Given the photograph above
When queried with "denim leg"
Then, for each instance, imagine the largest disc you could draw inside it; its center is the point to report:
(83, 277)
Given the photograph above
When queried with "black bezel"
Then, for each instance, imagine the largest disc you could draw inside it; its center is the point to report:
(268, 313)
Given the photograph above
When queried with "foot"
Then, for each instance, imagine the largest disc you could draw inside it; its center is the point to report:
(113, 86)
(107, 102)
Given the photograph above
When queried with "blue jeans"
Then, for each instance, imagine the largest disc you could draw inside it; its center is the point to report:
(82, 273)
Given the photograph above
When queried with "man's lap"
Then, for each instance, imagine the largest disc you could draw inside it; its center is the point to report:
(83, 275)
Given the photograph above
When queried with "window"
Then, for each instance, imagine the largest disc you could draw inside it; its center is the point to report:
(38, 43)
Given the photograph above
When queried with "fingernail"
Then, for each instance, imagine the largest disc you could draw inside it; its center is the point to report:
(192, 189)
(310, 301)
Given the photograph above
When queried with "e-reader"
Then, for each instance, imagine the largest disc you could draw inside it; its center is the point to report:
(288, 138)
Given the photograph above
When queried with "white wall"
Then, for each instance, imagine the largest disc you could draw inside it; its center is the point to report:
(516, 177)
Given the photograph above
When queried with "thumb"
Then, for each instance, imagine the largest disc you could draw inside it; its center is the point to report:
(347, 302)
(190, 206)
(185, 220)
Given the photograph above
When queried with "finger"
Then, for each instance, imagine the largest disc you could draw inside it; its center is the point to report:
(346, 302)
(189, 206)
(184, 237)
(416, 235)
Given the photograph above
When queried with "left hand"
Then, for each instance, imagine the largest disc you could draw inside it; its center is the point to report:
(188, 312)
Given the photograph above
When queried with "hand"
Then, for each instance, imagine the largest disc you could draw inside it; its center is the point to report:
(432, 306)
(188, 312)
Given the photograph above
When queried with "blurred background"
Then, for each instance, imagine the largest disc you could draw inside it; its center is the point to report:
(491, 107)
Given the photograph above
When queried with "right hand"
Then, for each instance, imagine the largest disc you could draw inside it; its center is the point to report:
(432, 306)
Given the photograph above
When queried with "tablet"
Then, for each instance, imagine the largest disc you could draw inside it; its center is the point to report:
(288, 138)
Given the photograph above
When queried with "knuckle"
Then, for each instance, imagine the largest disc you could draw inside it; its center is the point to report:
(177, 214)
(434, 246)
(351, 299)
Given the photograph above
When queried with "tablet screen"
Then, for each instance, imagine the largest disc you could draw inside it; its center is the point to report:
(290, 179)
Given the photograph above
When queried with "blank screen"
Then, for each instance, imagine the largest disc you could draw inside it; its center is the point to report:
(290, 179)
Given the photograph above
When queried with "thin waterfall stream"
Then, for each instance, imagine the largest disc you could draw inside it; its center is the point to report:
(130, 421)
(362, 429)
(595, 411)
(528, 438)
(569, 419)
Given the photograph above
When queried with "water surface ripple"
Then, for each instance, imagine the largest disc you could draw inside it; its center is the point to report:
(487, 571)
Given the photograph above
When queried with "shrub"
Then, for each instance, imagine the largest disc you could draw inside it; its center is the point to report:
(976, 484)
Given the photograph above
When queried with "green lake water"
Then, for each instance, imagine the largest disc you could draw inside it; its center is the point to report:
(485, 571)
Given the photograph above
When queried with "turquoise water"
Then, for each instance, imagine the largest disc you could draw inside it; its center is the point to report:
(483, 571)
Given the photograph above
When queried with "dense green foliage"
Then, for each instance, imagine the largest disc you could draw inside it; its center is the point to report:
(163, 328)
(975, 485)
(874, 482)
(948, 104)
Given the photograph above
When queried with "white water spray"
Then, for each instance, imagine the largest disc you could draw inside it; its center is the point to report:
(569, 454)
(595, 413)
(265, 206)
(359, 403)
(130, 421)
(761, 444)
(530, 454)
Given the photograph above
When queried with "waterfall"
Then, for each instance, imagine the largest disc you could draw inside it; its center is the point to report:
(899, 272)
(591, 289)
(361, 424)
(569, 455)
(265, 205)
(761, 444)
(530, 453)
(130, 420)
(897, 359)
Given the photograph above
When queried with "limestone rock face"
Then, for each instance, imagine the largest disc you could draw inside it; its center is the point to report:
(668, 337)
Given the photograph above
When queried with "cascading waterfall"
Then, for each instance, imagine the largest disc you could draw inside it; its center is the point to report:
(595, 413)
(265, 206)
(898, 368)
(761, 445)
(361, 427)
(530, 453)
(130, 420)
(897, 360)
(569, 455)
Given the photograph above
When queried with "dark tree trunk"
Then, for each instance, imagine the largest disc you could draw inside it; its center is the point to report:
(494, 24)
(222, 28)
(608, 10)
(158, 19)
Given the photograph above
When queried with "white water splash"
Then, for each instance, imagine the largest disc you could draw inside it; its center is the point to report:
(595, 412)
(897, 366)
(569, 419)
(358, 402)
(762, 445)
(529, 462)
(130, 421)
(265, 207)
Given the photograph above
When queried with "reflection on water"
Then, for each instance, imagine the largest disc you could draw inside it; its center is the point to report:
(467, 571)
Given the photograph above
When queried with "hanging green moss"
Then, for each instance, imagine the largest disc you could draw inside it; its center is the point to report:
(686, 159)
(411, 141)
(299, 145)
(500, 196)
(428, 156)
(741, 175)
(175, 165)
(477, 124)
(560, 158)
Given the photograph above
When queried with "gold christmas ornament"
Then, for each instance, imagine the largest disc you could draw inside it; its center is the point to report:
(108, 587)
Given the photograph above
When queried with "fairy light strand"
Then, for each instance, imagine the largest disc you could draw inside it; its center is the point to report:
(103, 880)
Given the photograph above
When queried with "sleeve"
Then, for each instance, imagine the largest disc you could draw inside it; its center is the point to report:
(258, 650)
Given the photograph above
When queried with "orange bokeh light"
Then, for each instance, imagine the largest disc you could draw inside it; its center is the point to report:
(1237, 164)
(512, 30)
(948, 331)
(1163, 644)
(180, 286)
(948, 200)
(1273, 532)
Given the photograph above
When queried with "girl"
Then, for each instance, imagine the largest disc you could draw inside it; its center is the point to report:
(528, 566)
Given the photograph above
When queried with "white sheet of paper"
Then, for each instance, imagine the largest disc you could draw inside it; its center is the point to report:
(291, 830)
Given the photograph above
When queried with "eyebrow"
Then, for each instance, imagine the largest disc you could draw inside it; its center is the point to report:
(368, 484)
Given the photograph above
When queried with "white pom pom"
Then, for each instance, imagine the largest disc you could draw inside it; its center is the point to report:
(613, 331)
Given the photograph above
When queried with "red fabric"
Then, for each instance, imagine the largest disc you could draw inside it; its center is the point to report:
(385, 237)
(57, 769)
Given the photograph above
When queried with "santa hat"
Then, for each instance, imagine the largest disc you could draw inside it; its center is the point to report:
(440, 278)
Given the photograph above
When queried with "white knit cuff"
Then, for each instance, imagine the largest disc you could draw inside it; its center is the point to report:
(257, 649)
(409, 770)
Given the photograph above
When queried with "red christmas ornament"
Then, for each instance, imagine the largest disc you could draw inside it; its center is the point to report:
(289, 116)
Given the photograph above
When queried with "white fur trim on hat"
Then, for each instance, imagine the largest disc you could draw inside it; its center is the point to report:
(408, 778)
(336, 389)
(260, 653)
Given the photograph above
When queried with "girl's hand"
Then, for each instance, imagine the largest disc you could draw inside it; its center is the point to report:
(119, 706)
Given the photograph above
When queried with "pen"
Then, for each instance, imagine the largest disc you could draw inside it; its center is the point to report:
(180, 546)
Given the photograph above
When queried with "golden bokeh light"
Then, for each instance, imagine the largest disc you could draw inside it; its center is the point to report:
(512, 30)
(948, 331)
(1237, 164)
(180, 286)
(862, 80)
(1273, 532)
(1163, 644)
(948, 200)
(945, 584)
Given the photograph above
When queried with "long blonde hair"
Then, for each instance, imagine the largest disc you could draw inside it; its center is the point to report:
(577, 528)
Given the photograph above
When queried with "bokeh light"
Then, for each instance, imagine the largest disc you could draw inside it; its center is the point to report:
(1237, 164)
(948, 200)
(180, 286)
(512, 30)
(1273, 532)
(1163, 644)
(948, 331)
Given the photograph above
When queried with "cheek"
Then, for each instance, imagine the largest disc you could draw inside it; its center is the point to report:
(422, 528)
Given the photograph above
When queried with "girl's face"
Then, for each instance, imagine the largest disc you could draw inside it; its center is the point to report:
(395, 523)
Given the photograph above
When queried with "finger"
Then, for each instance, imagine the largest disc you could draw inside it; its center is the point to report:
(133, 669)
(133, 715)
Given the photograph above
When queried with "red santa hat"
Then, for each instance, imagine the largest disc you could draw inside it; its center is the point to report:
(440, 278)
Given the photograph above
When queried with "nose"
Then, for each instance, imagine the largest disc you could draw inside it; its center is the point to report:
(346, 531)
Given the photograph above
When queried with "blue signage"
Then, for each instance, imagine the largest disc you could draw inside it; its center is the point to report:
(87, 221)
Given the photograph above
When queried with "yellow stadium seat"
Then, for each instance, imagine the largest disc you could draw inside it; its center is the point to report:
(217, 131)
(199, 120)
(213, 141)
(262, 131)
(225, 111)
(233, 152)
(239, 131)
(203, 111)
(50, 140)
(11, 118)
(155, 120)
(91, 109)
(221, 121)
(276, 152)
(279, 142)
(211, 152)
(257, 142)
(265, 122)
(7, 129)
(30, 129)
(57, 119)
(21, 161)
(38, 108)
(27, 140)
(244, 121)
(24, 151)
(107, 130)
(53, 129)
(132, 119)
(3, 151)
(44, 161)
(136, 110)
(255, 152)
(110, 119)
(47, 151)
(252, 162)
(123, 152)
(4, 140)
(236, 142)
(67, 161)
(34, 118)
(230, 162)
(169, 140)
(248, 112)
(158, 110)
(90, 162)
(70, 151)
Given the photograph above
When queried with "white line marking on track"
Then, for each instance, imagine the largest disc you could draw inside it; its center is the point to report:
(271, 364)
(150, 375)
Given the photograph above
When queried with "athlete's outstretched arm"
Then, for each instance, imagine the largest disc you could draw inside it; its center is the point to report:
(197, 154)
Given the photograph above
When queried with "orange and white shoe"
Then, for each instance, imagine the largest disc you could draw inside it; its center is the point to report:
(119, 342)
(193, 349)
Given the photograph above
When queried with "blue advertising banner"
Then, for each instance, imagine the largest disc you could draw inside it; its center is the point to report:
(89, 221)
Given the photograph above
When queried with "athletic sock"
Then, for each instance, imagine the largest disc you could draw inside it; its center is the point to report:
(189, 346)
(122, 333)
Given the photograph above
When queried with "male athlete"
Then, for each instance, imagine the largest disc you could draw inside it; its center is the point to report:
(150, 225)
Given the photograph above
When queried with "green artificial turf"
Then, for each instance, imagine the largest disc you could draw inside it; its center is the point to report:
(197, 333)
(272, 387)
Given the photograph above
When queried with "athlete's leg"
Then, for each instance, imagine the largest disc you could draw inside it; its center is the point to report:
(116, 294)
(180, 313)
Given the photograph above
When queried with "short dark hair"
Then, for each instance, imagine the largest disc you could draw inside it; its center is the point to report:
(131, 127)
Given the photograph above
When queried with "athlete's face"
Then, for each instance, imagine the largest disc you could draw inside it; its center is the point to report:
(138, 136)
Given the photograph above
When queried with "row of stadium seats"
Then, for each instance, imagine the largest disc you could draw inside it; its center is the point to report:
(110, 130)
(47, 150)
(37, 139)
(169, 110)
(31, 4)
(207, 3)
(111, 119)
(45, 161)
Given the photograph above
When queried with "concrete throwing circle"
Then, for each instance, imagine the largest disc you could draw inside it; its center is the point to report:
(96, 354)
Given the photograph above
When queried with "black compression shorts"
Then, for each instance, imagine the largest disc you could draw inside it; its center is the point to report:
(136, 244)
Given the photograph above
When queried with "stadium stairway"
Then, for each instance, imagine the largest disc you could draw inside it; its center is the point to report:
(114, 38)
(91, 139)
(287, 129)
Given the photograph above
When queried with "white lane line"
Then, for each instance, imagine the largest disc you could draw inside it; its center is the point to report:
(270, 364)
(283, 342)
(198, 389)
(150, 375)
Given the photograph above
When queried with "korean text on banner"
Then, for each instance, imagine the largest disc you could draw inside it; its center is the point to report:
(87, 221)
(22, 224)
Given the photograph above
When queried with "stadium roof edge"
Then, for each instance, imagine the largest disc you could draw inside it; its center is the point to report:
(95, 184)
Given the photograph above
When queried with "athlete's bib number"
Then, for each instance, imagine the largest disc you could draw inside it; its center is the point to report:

____

Search the records for the word "christmas" and return every line that holds it.

When queried with "gold christmas ornament"
When queried with "red christmas ornament"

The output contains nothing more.